**What this exercise asks**
**A)** Substitute "children" for "kids" in the text about compromise in relationships, and write out the passage from "For instance, if" to "a toxic one.".
**B)** Carry on the text about compromise in relationships from the point where it stops.

**Provided text**
Contrary to popular opinion, there’s nothing wrong with making compromises that solely benefit your partner. In fact, it’s healthy to do so.
But, what is not healthy and often gets misinterpreted, is sacrificing your core values, beliefs, and needs for your partner, which means making considerable sacrifices in areas of your life where you don’t want to make them.
For instance, if you don’t want kids but still end up having a couple because your partner wants them, then that’s not a good compromise – It’s a toxic one.
By now, you might be asking, what makes a compromise healthy or toxic? In short, the answer is the intention behind it. Let me give you an example to solidify this point further.
Let’s say you make an arbitrary compromise only because you’re afraid your partner will leave you if you don’t. In this case, the intention behind your compromise is toxic.
But if you’re making an identical compromise just because you want to do it and because you want to show your partner love, then that’s a healthy one.
It sounds a bit abstract, doesn’t it? Let me put the above definition into concrete terms
First, let’s start with a point of friction. For instance, your partner loves cats, and you don’t.
Next, let’s focus on your thinking patterns that inaugurate inside your mind when your partner presents you with their desire to get a cat.

**Provided material**
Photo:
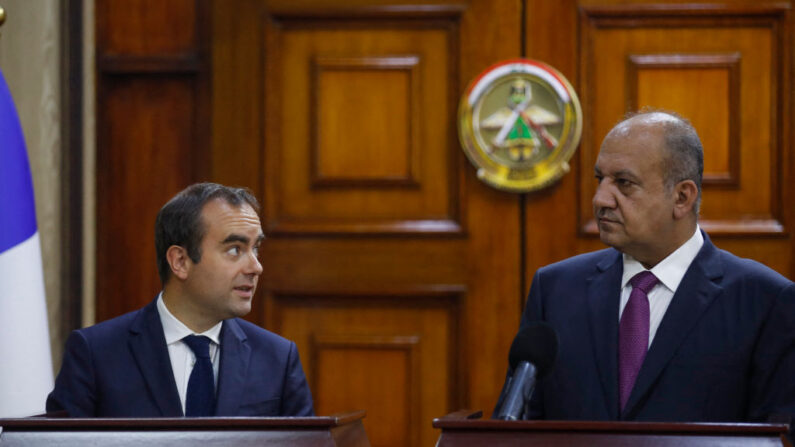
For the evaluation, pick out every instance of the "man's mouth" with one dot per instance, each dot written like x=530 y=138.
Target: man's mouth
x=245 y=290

==

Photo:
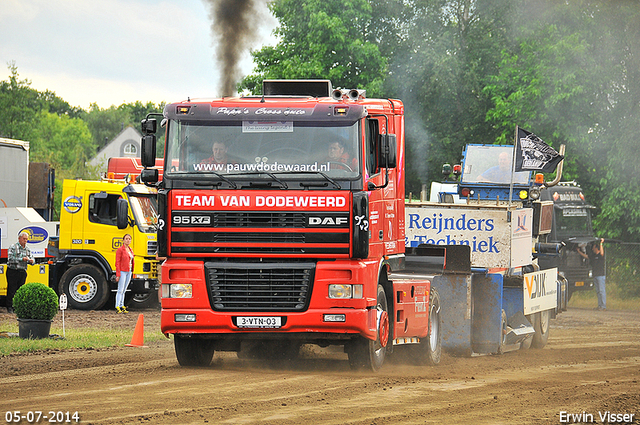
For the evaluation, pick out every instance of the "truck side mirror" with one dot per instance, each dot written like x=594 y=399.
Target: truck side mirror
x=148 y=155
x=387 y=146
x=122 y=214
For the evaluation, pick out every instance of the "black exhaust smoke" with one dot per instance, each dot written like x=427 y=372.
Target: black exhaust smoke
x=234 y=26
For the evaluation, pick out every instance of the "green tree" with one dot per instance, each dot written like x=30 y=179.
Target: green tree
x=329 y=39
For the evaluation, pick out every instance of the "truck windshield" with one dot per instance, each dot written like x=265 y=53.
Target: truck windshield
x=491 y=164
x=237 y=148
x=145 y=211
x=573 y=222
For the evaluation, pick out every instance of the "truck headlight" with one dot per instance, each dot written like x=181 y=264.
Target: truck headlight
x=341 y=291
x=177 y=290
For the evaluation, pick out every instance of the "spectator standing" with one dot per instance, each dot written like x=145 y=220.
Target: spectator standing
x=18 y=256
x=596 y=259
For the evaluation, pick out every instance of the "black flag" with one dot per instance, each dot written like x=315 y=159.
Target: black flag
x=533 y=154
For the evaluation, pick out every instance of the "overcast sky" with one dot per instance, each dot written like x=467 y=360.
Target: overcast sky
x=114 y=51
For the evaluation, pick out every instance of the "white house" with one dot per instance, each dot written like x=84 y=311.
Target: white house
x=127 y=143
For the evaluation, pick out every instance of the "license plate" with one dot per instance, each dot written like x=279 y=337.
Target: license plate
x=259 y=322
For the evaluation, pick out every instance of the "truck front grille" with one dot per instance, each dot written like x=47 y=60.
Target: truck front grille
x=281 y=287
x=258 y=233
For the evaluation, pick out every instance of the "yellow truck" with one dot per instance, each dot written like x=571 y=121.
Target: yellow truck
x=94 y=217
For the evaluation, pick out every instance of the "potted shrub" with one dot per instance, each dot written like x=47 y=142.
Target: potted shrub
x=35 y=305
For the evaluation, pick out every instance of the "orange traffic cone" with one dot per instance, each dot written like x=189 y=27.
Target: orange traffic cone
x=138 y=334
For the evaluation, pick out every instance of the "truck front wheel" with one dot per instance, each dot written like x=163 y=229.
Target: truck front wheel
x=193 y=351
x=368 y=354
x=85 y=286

**Numbered answers**
**A)**
For instance, if you don’t want children but still end up having a couple because your partner wants them, then that’s not a good compromise – It’s a toxic one.

**B)**
If you at that moment think, “Oh god no. We have to get that stupid cat because if we don’t, my girlfriend/boyfriend will begin to argue with me again,” then you’re one step away from making a toxic compromise.
However, if you think along the lines of, “Well, I don’t like cats on the one hand, but I also wouldn’t mind if my partner gets one on the other. And despite everything, I want my partner to be happy, and getting a cat won’t really fuck up my happiness at the end of the day,” you’re one step away from making a healthy compromise.
Another variation of a healthy compromise in the above case would be if you agreed on getting a smaller pet, like a guinea pig, instead of a cat. This way, both you and your partner would benefit!
Ok, now you know the difference between healthy and toxic compromises. That’s great and all, but this knowingness still doesn’t change the fact that making certain compromises is often painful, mind-bending, and hair-rising.
In fact, compromising in core life areas like religion, ways of living, and beliefs surrounding kids and family can be near impossible.
Just imagine getting into a situation where your girlfriend would only stay with you if you transition from your religion to theirs. Or think how you would feel if your boyfriend wanted to get castrated while you have a burning desire to start a family with him.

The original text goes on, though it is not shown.